*** Begin section ***
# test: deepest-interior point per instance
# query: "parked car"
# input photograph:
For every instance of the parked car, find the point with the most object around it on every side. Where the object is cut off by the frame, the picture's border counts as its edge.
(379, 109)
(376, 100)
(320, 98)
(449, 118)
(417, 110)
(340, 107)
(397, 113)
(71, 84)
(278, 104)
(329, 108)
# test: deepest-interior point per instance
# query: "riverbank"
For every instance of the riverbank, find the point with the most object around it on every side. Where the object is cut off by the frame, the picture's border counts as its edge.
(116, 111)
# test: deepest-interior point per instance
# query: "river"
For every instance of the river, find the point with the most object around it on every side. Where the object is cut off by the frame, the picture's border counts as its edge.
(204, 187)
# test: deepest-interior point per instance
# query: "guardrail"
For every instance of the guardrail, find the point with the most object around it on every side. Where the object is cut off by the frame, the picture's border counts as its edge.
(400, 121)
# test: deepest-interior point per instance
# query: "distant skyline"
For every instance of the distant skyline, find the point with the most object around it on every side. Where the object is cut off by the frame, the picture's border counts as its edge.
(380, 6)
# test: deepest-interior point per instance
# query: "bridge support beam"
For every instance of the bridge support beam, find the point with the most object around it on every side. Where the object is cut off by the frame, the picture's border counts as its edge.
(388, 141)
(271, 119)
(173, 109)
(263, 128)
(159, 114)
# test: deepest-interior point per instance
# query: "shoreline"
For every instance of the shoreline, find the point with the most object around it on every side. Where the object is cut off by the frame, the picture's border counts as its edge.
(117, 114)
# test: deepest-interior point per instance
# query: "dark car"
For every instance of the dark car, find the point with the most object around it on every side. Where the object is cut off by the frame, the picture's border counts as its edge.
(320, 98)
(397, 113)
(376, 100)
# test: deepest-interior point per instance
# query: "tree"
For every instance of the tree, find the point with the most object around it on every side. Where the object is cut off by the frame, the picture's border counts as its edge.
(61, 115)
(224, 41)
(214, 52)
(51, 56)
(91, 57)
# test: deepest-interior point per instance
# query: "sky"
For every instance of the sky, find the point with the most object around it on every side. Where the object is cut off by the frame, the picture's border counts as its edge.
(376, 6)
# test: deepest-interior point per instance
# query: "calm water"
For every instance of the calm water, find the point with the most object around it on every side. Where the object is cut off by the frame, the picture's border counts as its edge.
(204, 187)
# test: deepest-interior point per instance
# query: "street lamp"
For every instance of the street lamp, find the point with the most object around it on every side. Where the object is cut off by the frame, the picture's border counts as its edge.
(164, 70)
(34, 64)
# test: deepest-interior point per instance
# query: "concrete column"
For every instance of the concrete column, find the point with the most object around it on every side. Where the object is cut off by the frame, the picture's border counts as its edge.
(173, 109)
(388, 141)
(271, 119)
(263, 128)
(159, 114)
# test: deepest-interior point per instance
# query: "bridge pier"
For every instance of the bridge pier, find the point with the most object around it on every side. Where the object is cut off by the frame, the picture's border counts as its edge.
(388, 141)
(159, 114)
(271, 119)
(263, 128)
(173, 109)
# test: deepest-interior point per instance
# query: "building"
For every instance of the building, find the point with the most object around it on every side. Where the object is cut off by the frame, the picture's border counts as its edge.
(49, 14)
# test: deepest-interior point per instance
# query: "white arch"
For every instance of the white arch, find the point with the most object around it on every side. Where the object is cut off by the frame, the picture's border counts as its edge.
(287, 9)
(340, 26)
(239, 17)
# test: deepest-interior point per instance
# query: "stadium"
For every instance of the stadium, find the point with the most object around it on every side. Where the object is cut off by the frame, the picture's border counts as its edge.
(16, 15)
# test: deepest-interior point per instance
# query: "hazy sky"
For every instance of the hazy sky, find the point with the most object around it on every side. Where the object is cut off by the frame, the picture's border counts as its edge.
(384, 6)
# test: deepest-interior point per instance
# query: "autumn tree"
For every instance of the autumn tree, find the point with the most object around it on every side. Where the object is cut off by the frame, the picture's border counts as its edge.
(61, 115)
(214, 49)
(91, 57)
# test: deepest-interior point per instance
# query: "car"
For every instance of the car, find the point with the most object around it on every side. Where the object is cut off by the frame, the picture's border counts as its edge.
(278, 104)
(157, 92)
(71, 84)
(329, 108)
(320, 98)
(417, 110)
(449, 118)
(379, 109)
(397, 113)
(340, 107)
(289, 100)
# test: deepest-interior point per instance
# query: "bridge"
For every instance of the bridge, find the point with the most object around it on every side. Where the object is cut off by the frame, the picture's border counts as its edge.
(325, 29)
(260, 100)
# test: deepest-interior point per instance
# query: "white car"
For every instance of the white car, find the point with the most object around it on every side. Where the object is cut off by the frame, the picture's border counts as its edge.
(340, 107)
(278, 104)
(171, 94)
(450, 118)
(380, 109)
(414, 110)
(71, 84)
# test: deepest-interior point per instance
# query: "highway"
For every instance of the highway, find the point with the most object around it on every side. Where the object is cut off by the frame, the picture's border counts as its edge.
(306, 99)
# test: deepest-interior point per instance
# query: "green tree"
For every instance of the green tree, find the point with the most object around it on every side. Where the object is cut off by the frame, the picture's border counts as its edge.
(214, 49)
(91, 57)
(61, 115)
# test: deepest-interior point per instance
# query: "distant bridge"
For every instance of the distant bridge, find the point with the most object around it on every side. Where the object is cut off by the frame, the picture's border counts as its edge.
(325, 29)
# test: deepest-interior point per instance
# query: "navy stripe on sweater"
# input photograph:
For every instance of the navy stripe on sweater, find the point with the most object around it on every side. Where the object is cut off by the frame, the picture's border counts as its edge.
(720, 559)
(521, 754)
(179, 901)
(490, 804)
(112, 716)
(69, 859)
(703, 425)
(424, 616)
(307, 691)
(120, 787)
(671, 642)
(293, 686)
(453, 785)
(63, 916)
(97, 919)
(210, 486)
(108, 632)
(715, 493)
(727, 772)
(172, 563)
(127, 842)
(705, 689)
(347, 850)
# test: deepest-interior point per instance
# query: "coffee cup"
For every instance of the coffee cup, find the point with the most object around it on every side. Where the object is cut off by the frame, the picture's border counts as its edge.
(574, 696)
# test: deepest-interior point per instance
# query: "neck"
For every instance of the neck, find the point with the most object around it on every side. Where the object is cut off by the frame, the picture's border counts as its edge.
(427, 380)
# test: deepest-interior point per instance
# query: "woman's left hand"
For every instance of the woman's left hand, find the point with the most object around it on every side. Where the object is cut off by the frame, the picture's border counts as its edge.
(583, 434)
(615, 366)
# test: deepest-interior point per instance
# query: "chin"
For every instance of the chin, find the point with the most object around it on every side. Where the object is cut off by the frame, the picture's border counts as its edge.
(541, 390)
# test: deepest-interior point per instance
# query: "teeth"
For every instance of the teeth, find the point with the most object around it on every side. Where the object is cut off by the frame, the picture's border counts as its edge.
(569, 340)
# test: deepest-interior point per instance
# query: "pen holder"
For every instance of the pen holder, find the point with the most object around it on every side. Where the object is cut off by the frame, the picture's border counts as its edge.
*** End section ***
*What the task requires*: Down to the last line, copy the entries above exactly.

*Answer to the problem*:
# test: deepest-interior point per instance
# query: "parked car"
# input photograph:
For every instance of the parked car, find the point with the most object around it on every side. Where the object is cut off by the frame, the picture's border counts as its edge.
(379, 109)
(376, 100)
(320, 98)
(449, 118)
(417, 110)
(340, 107)
(397, 113)
(71, 84)
(278, 104)
(329, 108)
# test: deepest-interior point per instance
# query: "riverbank"
For every instance of the riverbank, find the point with the most object around it on every side. Where the object is cut off by the frame, the picture's border counts as its edge.
(116, 111)
# test: deepest-interior point per instance
# query: "river"
For every instance of the river, find the point with the most object around it on every side. Where the object is cut off by the frame, the picture's border counts as its edge.
(204, 187)
# test: deepest-interior point per instance
# query: "guardrail"
For every instance of the guardrail, find the point with the most object around it on every side. Where the object is cut off by the frame, the picture's border counts as its edge.
(400, 121)
# test: deepest-interior point per instance
# query: "distant skyline"
For every instance of the distant skyline, find the point with the most object around it on every side. Where the object is cut off by the frame, the picture's border counts as its edge.
(380, 6)
# test: deepest-interior point per instance
# query: "bridge support beam"
For every instance of the bridge support beam, find the point with the most object around it on every side. Where the object is cut off by the frame, the picture's border counts as its edge.
(388, 141)
(271, 119)
(173, 109)
(263, 128)
(159, 114)
# test: deepest-interior point per instance
# query: "shoreline"
For every instance of the shoreline, find the point with the most object around it on every side. Where the object is cut off by the frame, the picture's border counts as its edge.
(117, 114)
# test: deepest-interior point per instance
# query: "dark car"
For every instance of the dark car, find the point with the most object around it on every side. Where the object is cut off by the frame, the picture's border counts as its edge.
(320, 98)
(397, 113)
(376, 100)
# test: deepest-interior point per instance
# query: "tree"
For every instance of the tree, find the point with the most object around it on every side. Where the object is cut off by the frame, the picture's border counts as its edge.
(61, 115)
(224, 41)
(214, 52)
(51, 56)
(91, 57)
# test: deepest-interior point per instance
# query: "sky"
For every instance of the sky, find the point with the most object around it on every side. Where the object is cut off by the frame, the picture's border counts as its edge.
(376, 6)
# test: deepest-interior point per instance
# query: "calm water"
For every instance of the calm water, find the point with the most object around it on every side. Where the object is cut off by the frame, the picture's border counts as its edge.
(204, 187)
# test: deepest-interior point per instance
# query: "street lamp"
For every instance of the street lamp, find the point with the most object around it on every side. Where the object is cut off by the frame, the picture's border counts as its edge.
(164, 70)
(34, 64)
# test: deepest-interior point per instance
# query: "concrete column"
For every instance of the concrete column, find the point with the most object around it on every side. Where the object is cut off by the frame, the picture's border counts as its edge.
(173, 109)
(388, 141)
(271, 119)
(263, 128)
(159, 114)
# test: deepest-interior point per instance
# query: "bridge pier"
For every instance of the bridge pier, find the point with the most object around it on every side. Where the object is cut off by the frame, the picture's border counts as its edge.
(388, 141)
(159, 114)
(271, 119)
(263, 128)
(173, 109)
# test: deepest-interior point per instance
# query: "building"
For every instance of the building, find the point with the most object around it on every side. Where the object is cut off by the frame, the picture's border counts as its edge.
(49, 14)
# test: deepest-interior point per instance
# query: "white arch"
For every instance of the white arch, find the point with the most object around it on every side. Where the object is cut off by the frame, the picture's border counts as its edge.
(287, 9)
(340, 26)
(239, 17)
# test: deepest-interior point per instance
# query: "stadium"
For every instance of the stadium, find the point with the most object around it on every side. Where the object is cut off by the frame, the picture's border counts as its edge.
(16, 15)
# test: deepest-interior point per instance
# query: "hazy sky"
For every instance of the hazy sky, find the point with the most object around it on every side. Where the object is cut off by the frame, the picture's border counts as its edge.
(384, 6)
# test: deepest-interior point per instance
# query: "autumn tree"
For every instance of the autumn tree, find the point with the most object around it on every side. Where the object is cut off by the frame, the picture's border counts as its edge.
(61, 115)
(214, 49)
(91, 57)
# test: deepest-interior point per instance
# query: "car"
For every instance of the car, find the point with the most object around it on every side. Where the object is cut off by the frame, the picture's border counts as its edge.
(278, 104)
(157, 92)
(71, 84)
(329, 108)
(320, 98)
(417, 110)
(449, 118)
(379, 109)
(397, 113)
(340, 107)
(289, 100)
# test: deepest-interior point per instance
# query: "bridge"
For every instance of the bridge, find the point with the most object around it on every side. Where the object is cut off by the frame, the picture's border counts as its edge.
(325, 29)
(260, 100)
# test: deepest-interior point per instance
# query: "white car"
For every instance of the white car, find the point with the most object around it on every side. Where the object is cut off by the frame, the picture's border counts as its edge.
(340, 107)
(278, 104)
(171, 94)
(450, 118)
(380, 109)
(414, 110)
(71, 84)
# test: deepest-interior point per instance
# query: "highway"
For every instance of the highway, find the point with the most object around it on every side. Where the object is cut off by the frame, the picture's border counts as its edge.
(306, 99)
# test: deepest-interior point per instance
# query: "green tree"
For every instance of the green tree, find the point with the most object around it on every side. Where the object is cut off by the frame, the picture's border counts as its edge.
(214, 49)
(91, 57)
(61, 115)
# test: deepest-interior point per instance
# query: "distant bridge"
For every instance of the distant bridge, find the point with the most object around it on every side. Where the object is cut off by the frame, the picture's border counts as its edge.
(325, 29)
# test: deepest-interior point per instance
# query: "navy stripe on sweater"
# input photograph:
For every instance of the navy stripe on sweater, find the point with the most object around it on every side. Where the object is cut off by the frame, the picture's border counts as its edge.
(720, 559)
(521, 754)
(179, 901)
(490, 804)
(112, 716)
(69, 859)
(703, 425)
(424, 616)
(307, 691)
(120, 787)
(671, 642)
(293, 686)
(453, 785)
(63, 916)
(97, 919)
(210, 486)
(108, 632)
(715, 493)
(727, 772)
(172, 563)
(127, 842)
(705, 689)
(347, 850)
# test: deepest-interior point per instance
# query: "coffee cup"
For every instance of the coffee cup, find the point with the most object around it on every side. Where the object is cut off by the frame, the picture's border counts as its edge.
(574, 696)
# test: deepest-interior point per instance
# query: "neck"
For every instance of the neck, find the point with the most object around it on every side. Where the object is cut off by the frame, the picture's border counts as its edge.
(427, 380)
# test: deepest-interior point per instance
# query: "woman's left hand"
For every instance of the woman's left hand, find the point with the most object around it on every side. Where the object is cut off by the frame, the picture's border counts as its edge.
(583, 434)
(615, 366)
# test: deepest-interior point per instance
# query: "chin"
For every instance of the chin, find the point with the most object around it on every side. Where the object is cut off by the frame, the picture's border counts as its edge.
(541, 390)
# test: deepest-interior point per instance
# query: "teeth"
For every instance of the teeth, find the point with the most object around it on every side. Where the object is cut off by the frame, the picture's border counts as its edge.
(569, 340)
# test: deepest-interior point per instance
# query: "pen holder"
For every instance of the pen holder, find the point with the most object around it on every side. Where the object is cut off by the frame, the picture's border counts as its edge.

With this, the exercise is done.